Records supplied
···

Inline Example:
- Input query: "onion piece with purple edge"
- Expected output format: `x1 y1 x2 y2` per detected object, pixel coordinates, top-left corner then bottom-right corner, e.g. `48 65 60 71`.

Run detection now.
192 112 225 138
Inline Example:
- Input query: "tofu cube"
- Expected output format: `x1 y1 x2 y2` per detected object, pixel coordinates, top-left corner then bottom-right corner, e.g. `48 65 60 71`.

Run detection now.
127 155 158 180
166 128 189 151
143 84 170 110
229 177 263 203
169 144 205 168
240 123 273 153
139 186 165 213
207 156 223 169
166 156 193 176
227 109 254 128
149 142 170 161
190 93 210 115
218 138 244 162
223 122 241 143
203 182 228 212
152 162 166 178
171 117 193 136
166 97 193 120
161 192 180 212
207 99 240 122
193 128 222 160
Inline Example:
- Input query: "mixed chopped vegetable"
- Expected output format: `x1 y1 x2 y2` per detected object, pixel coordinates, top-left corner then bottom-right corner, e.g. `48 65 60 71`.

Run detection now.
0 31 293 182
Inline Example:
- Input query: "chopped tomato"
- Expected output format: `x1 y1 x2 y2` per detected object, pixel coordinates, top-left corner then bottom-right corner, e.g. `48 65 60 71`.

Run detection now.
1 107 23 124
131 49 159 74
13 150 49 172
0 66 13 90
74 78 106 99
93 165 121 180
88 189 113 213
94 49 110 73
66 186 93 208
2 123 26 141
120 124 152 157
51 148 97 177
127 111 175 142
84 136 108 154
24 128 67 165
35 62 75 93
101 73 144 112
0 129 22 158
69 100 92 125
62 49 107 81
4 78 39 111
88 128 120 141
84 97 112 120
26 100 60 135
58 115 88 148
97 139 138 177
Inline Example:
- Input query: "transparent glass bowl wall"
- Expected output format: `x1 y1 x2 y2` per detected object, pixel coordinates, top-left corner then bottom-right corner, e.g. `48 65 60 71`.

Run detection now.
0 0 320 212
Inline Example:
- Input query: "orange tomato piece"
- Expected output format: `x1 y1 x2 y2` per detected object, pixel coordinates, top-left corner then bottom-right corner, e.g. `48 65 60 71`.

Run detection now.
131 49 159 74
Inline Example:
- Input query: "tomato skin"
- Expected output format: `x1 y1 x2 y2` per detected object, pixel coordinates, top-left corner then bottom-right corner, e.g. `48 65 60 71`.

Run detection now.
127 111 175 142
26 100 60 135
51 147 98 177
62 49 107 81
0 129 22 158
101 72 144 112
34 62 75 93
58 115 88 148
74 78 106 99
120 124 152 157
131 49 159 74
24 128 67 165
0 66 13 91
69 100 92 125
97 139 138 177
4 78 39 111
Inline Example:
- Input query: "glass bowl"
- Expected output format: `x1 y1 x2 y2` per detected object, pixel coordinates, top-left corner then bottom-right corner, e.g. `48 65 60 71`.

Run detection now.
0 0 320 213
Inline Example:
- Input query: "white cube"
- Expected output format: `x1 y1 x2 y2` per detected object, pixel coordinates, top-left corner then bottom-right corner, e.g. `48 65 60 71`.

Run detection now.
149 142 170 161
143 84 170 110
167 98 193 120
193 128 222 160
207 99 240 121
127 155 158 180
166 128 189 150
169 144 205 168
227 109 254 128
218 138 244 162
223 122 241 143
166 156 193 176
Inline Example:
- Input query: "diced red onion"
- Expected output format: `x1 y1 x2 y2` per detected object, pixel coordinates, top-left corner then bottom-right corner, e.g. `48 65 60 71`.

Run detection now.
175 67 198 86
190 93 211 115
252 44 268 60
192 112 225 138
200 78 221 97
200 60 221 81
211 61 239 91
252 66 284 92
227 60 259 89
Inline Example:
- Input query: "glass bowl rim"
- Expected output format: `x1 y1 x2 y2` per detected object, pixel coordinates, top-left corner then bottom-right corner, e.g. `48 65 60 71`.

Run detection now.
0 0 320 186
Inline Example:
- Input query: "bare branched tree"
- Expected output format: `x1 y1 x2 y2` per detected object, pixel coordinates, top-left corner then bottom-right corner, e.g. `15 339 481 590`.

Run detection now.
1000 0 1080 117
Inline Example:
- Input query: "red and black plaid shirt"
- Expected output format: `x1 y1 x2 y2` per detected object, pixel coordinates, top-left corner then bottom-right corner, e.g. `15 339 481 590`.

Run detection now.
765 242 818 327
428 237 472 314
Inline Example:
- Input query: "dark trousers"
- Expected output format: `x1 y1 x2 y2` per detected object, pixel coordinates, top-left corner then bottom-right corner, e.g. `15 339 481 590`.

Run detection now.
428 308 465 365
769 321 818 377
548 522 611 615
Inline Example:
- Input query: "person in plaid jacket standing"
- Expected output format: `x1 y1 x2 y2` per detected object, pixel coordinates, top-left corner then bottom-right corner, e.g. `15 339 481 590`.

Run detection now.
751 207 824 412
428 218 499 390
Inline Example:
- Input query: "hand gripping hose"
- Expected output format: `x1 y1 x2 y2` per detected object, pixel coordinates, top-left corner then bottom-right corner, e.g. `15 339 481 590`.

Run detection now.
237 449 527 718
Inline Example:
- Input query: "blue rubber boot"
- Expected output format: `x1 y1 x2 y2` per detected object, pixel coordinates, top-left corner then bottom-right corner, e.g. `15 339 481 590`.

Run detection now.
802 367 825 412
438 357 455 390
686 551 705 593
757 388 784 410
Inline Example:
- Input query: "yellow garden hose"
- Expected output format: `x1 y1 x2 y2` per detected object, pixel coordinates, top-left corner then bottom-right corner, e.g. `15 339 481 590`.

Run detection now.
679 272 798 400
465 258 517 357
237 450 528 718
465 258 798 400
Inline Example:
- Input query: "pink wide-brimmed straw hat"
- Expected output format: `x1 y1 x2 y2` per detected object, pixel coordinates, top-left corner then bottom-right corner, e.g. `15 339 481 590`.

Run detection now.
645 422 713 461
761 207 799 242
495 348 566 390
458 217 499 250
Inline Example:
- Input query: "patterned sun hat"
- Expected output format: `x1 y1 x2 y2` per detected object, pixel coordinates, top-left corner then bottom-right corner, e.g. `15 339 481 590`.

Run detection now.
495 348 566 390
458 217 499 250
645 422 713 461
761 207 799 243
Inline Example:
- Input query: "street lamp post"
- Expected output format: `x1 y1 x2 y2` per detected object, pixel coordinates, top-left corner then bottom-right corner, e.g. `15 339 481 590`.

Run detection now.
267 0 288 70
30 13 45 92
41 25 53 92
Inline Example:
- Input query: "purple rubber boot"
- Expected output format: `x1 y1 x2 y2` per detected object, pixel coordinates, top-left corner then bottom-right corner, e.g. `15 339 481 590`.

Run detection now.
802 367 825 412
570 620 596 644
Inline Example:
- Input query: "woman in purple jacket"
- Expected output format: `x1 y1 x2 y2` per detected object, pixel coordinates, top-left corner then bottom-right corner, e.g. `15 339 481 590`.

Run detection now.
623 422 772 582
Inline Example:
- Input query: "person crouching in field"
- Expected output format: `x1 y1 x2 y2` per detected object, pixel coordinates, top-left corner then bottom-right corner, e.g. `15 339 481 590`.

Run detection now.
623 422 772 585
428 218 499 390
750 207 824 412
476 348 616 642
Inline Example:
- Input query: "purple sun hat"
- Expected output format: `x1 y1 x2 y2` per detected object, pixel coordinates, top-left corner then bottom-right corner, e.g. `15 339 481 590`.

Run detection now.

···

Do this
Show each line above that contains the string "onion", copying every such line in full.

Written response
- Input query: "onion piece with purple edge"
- Input query: "diced red onion"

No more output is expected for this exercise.